How To Make Your Stove Last A Long Time

Your stove is one of the most important appliances in your household. According to H&R Block, stoves, on average, last between 13 and 15 years before they need to be replaced. More often than not, gas-powered stoves typically last a little bit longer than this time frame, while electric-powered stoves should be replaced around two to five years sooner. 

While this lifespan may sound like a long time, when you take into account the major investment a stove can be, it's certainly one household appliance you hope can last for a while. The key to a stove's longevity is making sure it remains in tip-top shape, even as the years pass.

Luckily, there are techniques and regiments you can use to keep your stove in its best condition for the long haul, and even possibly extend its average lifespan. Here are a few ways you can keep your stove in good condition and last a long time.

1. Maintaining a cleaning routine

Keeping your stove clean is one of the easiest things you can do for your stove. According to Spoon University, you should give your stove a deep clean once a month. On top of this thorough monthly cleaning, you should also clean your stovetop after every use, per NBC News. This routine maintenance doesn't have to be elaborate. It simply involves rinsing your stove's grates with water or wiping down the surface with a damp paper towel to remove any spills, crumbs, etc.

Your monthly stove cleaning can easily be done with a simple baking soda paste, according to the "Today" show. To make this paste, slowly add vinegar to a bowl of baking soda until it reaches the right consistency. Before applying the paste to your stove, ensure the surface has been properly cleared from any spills and messes. When the surface is ready, scrub the paste onto the stove and let it sit for at least 30 minutes before rinsing it off.

If it's been a while since you've cleaned your stove, store-bought cleaners may work better than the homemade remedy to revive your stove's condition. Once you've got it cleaned again, though, try and keep to routine maintenance so you won't have to resort to stronger solutions.

2. Keeping the control panel functioning

As you routinely clean your stove, it's important to clean and check the stove's control panel, to keep the appliance functioning safely and properly. When cleaning your stove's control panel, it's important to do so gently. GE Appliances recommends using mild dish soap or detergent for this task instead of any harsh or abrasive chemicals. It also advises to never soak or submerge the area in water or a cleaning solution.

To clean the control panel of your stove, start by removing build-up food grime or other messes that may be stuck to the knobs/buttons. Then, mix together soap and water and dampen your choice of towel or sponge in the solution. Don't use a spray bottle as you'll need to better control the application of your chosen cleaner.

While you clean the stove's control panel, be extra careful around these burner components. Once the area has been cleaned, wipe it with water. Finally, finish off by buffing the area dry with a soft, clean cloth.

3. Wiping down the smooth-top

If you have an electric stove, more often than not, your stovetop will have a completely flat surface known as a smooth top. As with a gas stove, you'll want to keep this cooktop consistently clean; you'll also want to ensure it remains free of scratches as these are highly visible with a smooth-top design.

◆ Set problem 1
Which sources does the stove care article cite? List all of them.
◆ Set problem 2
Can you carry the stove care article on past its final sentence, continuing its section on smooth tops?

◆ Dataset extract
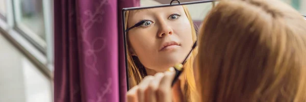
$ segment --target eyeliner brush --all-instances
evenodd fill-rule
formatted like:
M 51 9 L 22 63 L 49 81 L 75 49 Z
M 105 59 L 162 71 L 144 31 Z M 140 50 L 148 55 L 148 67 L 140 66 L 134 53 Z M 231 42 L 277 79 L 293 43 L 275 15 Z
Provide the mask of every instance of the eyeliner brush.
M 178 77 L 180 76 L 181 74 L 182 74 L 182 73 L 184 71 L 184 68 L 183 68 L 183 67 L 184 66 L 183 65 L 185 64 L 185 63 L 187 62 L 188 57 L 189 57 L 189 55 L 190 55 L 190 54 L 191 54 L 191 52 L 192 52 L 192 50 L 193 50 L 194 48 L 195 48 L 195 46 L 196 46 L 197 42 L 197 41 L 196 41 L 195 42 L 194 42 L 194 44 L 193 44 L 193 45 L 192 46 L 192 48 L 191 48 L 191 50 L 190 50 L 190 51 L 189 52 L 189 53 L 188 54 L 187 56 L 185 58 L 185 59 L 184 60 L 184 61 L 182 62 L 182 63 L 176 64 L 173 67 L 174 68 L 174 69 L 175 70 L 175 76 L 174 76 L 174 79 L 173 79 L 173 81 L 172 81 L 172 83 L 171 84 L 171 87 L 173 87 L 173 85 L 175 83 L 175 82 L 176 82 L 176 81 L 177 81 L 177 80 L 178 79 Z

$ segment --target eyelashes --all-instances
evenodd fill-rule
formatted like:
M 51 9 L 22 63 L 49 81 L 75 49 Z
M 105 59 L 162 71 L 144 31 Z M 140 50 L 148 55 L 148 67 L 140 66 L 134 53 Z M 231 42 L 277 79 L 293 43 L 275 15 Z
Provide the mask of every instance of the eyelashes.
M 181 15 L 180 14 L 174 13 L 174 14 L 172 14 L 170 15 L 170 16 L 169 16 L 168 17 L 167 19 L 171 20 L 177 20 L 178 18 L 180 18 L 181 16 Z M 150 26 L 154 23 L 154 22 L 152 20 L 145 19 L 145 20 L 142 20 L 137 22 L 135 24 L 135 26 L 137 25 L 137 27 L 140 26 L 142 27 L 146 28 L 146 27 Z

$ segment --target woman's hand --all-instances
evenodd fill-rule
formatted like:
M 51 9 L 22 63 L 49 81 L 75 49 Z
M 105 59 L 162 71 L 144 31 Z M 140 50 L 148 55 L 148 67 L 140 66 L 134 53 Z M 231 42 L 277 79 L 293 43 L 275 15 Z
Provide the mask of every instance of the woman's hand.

◆ Final answer 1
H&R Block, Spoon University, NBC News, the "Today" show, GE Appliances

◆ Final answer 2
Before applying your cleaning solution, wipe down the smooth-top surface of any spills, crumbs, etc. Crumbs can actually lead to scratches if not removed. The Happy Outlet notes that you'll need cleaning tools and cleaners that are safe to use on glass. As for the cleaning solution, it recommends using a mixture of lemon juice and baking soda. A razor will come in handy for any stuck-on grime.

Once the smooth-top surface is cleaned, it should be rinsed and wiped down. To finish the job off, you can polish the surface with a polisher. Per the Glass Doctor, mixing 2 teaspoons of baking soda and 1 teaspoon of water will create a simple paste you can use for buffing. A reminder: never use dry cleaners on a glass surface as this can lead to scratches.

4. Remembering the oven, too

Generally, most stoves feature a combination of a stovetop and an oven underneath. This means that as important as it may be to keep your cooktop maintained, it's just as important to clean the oven. Doing so will help keep your appliance properly functioning for a longer time. When you clean your stovetop, you should also clean your oven.

Per Home Depot, there are various cleaners you can use to clean your oven. However, a mixture of baking soda, water, and vinegar happens to be the most highly recommended. To get started, add baking soda to a bowl and slowly add in water until it makes a thick paste. Apply the paste to your oven, then mix a solution of water and vinegar in a spray bottle to spritz on the paste.

This chemical reaction will help dissolve stubborn grease and grime that may be stuck in your oven. Ensure you let this cleaning combination sit and work inside your oven for 12 hours, or at least overnight, before rinsing it off with clean water. Along with the oven itself, it's important not to forget to also clean the oven racks and the oven door. With regular cleanings, you can avoid needing to use anything stronger to clean this part of the stove.

5. Using caution with the self-cleaning feature

As you continue to keep your oven and stove properly maintained, you may feel the urge to use your oven's self-cleaning feature once in a while. Although this may be an easy way to go about cleaning your oven, it may not be the best experience for your appliance, according to Tech Advisor.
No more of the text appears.